The following suggestions have been addressed:

1. Official team colours may change during the seasons

One example for this is Alpine this season, where the colour changed from pink to blue. Now, the team constants have a "base" colour for the official colour. This colour value is updated from the API on a per-session basis now. Only if there were no team colours available somehow, the base colour would be kept.

2. Lookup warnings when getting team names from session.laps

The fuzzy matching code has been refactored and unified throughout FastF1. This problem should be fixed now.

3. Naming of the colour maps and setting the default colour map

As suggested, the colour maps are now named "fastf1" and "official". The "default" keyword now refers to the default colour map, which is "fastf1". The default colour map can be changed by calling fastf1.plotting.set_default_colormap. This way, it is not necessary to specify the colour map in every function call. But it is still possible to set it per function call.

4. Support for changing constants

It is now possible to override the team's short names and the colours in each colour map. Use the function fastf1.plotting.override_team_constants for this. The overrides are per session and do not persist.

## Short exercise 1
Retype the FastF1 notes word for word, covering everything from "It is now possible" down to "do not persist.".

## Exercise input
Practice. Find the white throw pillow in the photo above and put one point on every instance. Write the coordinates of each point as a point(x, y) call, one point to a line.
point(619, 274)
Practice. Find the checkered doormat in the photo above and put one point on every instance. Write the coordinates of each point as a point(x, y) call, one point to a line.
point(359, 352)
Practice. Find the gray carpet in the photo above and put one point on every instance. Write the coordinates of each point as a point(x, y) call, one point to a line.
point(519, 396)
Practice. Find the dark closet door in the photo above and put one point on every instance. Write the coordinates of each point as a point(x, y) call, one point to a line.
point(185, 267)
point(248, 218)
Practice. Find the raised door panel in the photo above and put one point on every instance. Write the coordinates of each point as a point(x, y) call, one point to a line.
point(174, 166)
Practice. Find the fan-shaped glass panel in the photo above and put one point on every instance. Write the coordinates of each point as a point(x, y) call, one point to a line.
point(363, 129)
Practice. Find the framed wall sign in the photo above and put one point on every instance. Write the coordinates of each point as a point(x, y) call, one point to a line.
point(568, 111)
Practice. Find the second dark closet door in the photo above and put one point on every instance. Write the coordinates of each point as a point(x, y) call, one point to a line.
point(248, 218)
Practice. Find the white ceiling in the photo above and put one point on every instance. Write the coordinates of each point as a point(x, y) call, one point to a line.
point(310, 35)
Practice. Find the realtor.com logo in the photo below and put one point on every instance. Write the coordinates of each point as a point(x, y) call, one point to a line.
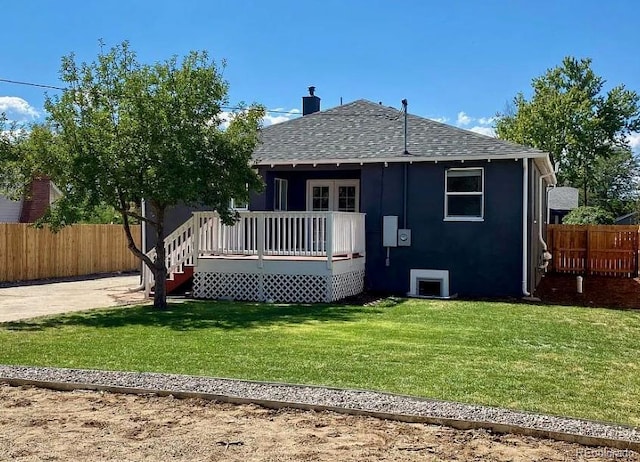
point(605, 453)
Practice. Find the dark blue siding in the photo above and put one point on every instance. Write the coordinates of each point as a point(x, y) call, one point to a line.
point(297, 178)
point(483, 258)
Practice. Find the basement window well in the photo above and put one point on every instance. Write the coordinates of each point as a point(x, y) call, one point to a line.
point(429, 283)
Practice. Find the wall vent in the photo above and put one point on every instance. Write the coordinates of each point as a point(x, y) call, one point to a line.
point(429, 283)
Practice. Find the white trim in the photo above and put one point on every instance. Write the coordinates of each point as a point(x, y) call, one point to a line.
point(525, 221)
point(403, 159)
point(447, 194)
point(232, 205)
point(436, 275)
point(333, 192)
point(277, 199)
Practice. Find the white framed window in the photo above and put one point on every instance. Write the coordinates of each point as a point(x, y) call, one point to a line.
point(464, 194)
point(333, 195)
point(280, 194)
point(239, 205)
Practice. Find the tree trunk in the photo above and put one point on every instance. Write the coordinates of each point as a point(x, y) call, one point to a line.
point(160, 294)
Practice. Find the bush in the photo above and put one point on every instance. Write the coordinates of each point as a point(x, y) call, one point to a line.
point(588, 216)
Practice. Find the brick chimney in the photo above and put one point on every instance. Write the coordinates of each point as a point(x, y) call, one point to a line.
point(37, 201)
point(311, 103)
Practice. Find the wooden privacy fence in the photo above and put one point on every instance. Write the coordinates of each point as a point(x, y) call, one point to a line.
point(607, 250)
point(28, 253)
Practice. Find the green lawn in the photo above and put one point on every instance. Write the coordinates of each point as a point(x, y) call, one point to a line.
point(570, 361)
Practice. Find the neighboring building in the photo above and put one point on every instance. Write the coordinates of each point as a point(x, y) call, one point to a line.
point(629, 219)
point(448, 211)
point(41, 194)
point(562, 200)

## Short exercise 2
Put the lines of the entries that run from the line containing "Practice. Find the white trim" down to the line containing "point(160, 294)", both included, into a JSON list of strings with one string per line and no blank lines. Include only those lines.

## Written response 1
It is now possible to override the team's short names and the colours in each colour map. Use the function fastf1.plotting.override_team_constants for this. The overrides are per session and do not persist.

## Written response 2
[
  "Practice. Find the white trim in the photo above and put one point on every instance. Write the coordinates of each point as a point(x, y) call, one point to a line.",
  "point(525, 221)",
  "point(403, 159)",
  "point(447, 194)",
  "point(232, 205)",
  "point(436, 275)",
  "point(333, 192)",
  "point(277, 199)",
  "Practice. Find the white framed window in the photo above and put one point on every instance. Write the coordinates of each point as a point(x, y) call, one point to a line.",
  "point(464, 194)",
  "point(333, 195)",
  "point(280, 194)",
  "point(239, 205)",
  "Practice. Find the tree trunk in the photo above and put one point on every instance. Write the coordinates of each point as a point(x, y) call, one point to a line.",
  "point(160, 294)"
]